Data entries
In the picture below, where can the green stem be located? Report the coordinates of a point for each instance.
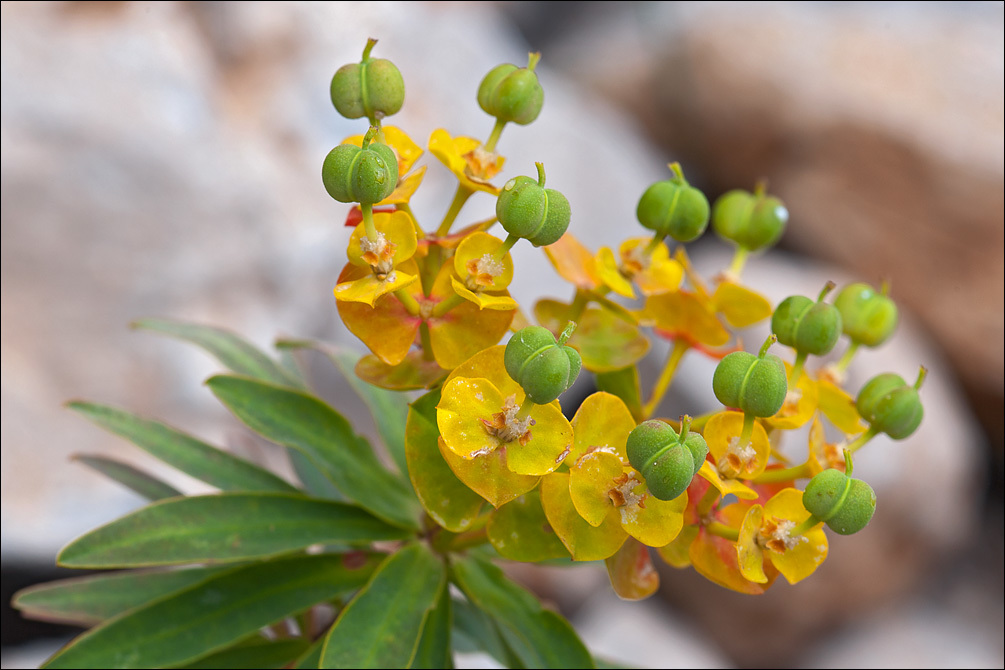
(739, 260)
(860, 441)
(656, 240)
(807, 525)
(427, 343)
(722, 530)
(797, 369)
(747, 430)
(493, 137)
(368, 221)
(708, 500)
(410, 304)
(459, 198)
(787, 474)
(446, 305)
(680, 347)
(504, 248)
(845, 361)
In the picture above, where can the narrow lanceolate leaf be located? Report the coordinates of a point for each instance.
(194, 457)
(540, 638)
(475, 631)
(297, 420)
(213, 615)
(389, 408)
(235, 353)
(86, 601)
(225, 527)
(381, 627)
(434, 643)
(145, 484)
(445, 497)
(255, 653)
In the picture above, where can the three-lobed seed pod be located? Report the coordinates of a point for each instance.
(673, 208)
(543, 367)
(845, 504)
(891, 406)
(756, 385)
(513, 93)
(805, 325)
(373, 87)
(365, 175)
(528, 210)
(753, 221)
(666, 459)
(867, 317)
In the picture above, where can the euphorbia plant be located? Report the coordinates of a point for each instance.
(388, 559)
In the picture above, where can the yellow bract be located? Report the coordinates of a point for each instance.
(740, 305)
(477, 266)
(475, 419)
(602, 421)
(766, 533)
(574, 262)
(467, 160)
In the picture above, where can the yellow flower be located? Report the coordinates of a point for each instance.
(394, 245)
(467, 160)
(774, 532)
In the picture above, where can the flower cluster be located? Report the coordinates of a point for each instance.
(712, 490)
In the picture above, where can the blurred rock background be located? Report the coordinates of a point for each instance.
(162, 159)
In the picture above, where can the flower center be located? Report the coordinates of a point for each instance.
(737, 458)
(776, 534)
(481, 272)
(506, 426)
(379, 253)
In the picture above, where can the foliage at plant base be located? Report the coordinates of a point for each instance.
(390, 559)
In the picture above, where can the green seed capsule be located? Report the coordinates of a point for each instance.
(668, 461)
(366, 175)
(753, 221)
(373, 88)
(845, 504)
(805, 325)
(527, 209)
(868, 317)
(673, 208)
(890, 406)
(511, 93)
(543, 367)
(756, 385)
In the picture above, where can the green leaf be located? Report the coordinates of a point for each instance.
(434, 643)
(312, 658)
(194, 457)
(540, 638)
(446, 499)
(224, 527)
(86, 601)
(145, 484)
(608, 343)
(388, 408)
(312, 477)
(235, 353)
(623, 384)
(254, 653)
(297, 420)
(381, 626)
(213, 615)
(520, 530)
(474, 631)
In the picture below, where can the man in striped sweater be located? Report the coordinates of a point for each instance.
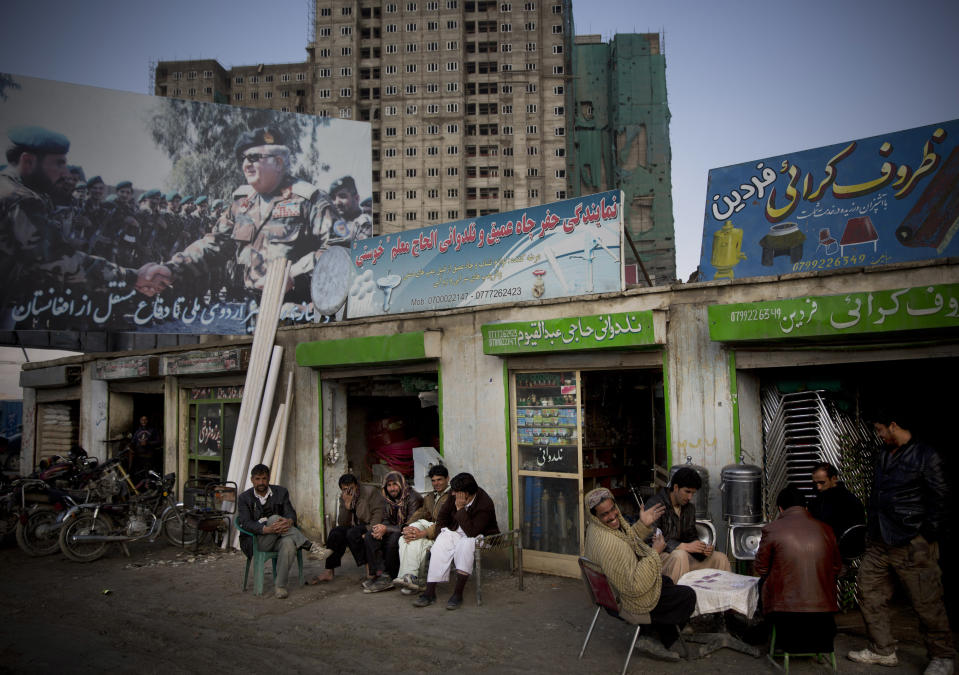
(635, 570)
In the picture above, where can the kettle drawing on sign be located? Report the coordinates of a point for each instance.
(727, 242)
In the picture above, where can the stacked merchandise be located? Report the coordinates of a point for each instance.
(388, 444)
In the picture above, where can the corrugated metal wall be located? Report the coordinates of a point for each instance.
(621, 140)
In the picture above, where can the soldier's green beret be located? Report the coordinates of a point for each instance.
(256, 137)
(39, 140)
(344, 183)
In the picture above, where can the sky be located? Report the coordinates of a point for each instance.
(746, 79)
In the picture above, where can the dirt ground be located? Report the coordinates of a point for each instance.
(166, 610)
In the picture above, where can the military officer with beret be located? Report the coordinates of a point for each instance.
(31, 241)
(272, 216)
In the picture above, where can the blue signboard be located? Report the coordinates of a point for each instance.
(874, 201)
(572, 247)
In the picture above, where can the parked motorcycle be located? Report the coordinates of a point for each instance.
(58, 484)
(145, 510)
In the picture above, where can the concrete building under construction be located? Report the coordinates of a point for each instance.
(476, 107)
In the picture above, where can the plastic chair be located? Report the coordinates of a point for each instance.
(786, 655)
(602, 595)
(259, 559)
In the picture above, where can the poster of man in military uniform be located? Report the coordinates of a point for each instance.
(186, 204)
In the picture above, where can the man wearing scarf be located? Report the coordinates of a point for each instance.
(419, 535)
(634, 569)
(400, 501)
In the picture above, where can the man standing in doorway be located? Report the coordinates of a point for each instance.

● **WHAT TO DO**
Every line of the data should be transcribed exactly. Omit the images.

● **SOLUTION FOR THIS PROBLEM**
In the picture below, where can the green stem be located? Report the coordinates of a point for each instance.
(739, 260)
(860, 441)
(656, 240)
(807, 525)
(427, 343)
(722, 530)
(797, 369)
(747, 430)
(493, 137)
(368, 221)
(708, 500)
(410, 304)
(459, 198)
(787, 474)
(446, 305)
(680, 347)
(504, 248)
(845, 361)
In the picture above, where can the narrow lanceolate leaf be located? Report the coordinates of a point for each instance.
(194, 457)
(540, 638)
(475, 631)
(297, 420)
(213, 615)
(389, 408)
(235, 353)
(86, 601)
(225, 527)
(381, 627)
(434, 643)
(145, 484)
(445, 497)
(255, 653)
In the picture above, where can the three-lobed seed pod be located? Report the coordinates of a point for each instance.
(673, 208)
(543, 367)
(845, 504)
(891, 406)
(756, 385)
(513, 93)
(805, 325)
(373, 87)
(365, 175)
(528, 210)
(753, 221)
(666, 459)
(867, 317)
In the picture above, where can the euphorbia plant be located? Report the coordinates of a point for each instance.
(388, 559)
In the picture above, where can the yellow bract be located? Report the coordinates of a point for each instance.
(740, 305)
(477, 266)
(475, 419)
(602, 421)
(766, 533)
(574, 262)
(467, 160)
In the picture above, where can the yellow flower be located? Report the coordinates of a point for each instance.
(394, 245)
(467, 160)
(774, 532)
In the picture above, where can the flower cluster be located? Report the coordinates of a point for each instance.
(712, 490)
In the picture above, where can the blurred rock background be located? Report the coordinates of a point for each instance.
(162, 159)
In the picture above, where can the flower center be located? Report the coordinates of a point for each instance.
(737, 458)
(776, 534)
(481, 272)
(506, 426)
(379, 253)
In the picture above, where can the foliage at plant base be located? Report the coordinates of a point for each instance.
(390, 559)
In the picture above, where can the green seed capsule be located? Report the coordinates of a point for each instance.
(668, 461)
(366, 175)
(753, 221)
(373, 88)
(845, 504)
(805, 325)
(527, 209)
(868, 317)
(673, 208)
(890, 406)
(511, 93)
(543, 367)
(756, 385)
In the picture above, where can the green leaf be located? Report the coordinates of a point for each instance.
(434, 643)
(312, 658)
(194, 457)
(540, 638)
(446, 499)
(224, 527)
(86, 601)
(145, 484)
(608, 343)
(388, 408)
(312, 477)
(235, 353)
(623, 384)
(254, 653)
(297, 420)
(381, 626)
(213, 615)
(520, 530)
(474, 631)
In the picture below, where can the man in striped sweater be located? Report the coordinates of a point for each instance.
(635, 570)
In the picture above, where can the kettle drawing on sign be located? Report the coordinates of a point for each instance.
(727, 242)
In the picture above, where can the stacked merchandise be located? Report the coordinates of a point for each instance.
(388, 444)
In the picture above, where can the corrugated metal wall be located? Report the coordinates of a point for each instance.
(621, 140)
In the picture above, where can the soldier's green beret be located? Report the coordinates of a point for each instance.
(256, 137)
(39, 140)
(344, 183)
In the picture above, where can the sky be located? Report the coordinates of a point for each instance.
(746, 79)
In the picture above, where can the dirt ground be located? Report the coordinates of a point for each instance.
(166, 610)
In the picture above, where can the military officer with beret be located? Report the coordinates of a point for each instance.
(31, 241)
(272, 216)
In the picture above, where can the blue signboard be located? Report the coordinates of a point for each instance.
(874, 201)
(572, 247)
In the picture above, where can the parked motorcycle be located? Report the coordinates of a point for each instance.
(58, 484)
(145, 510)
In the picture above, where can the concrete building under construction be located? Report the coordinates of a point for each instance.
(476, 107)
In the picture above, where can the plastic chair be located? Report the coordinates of a point for each instance.
(786, 655)
(602, 595)
(259, 559)
In the picture above, where can the poster of man in military uniform be located? Report the coordinates of a point for each instance.
(186, 204)
In the picture above, where can the man wearing scarf be located? Report the coordinates of a point for each instance.
(419, 535)
(634, 569)
(400, 501)
In the picture above, where can the man standing in doorway be located? Report the coordinates of a point for each instance.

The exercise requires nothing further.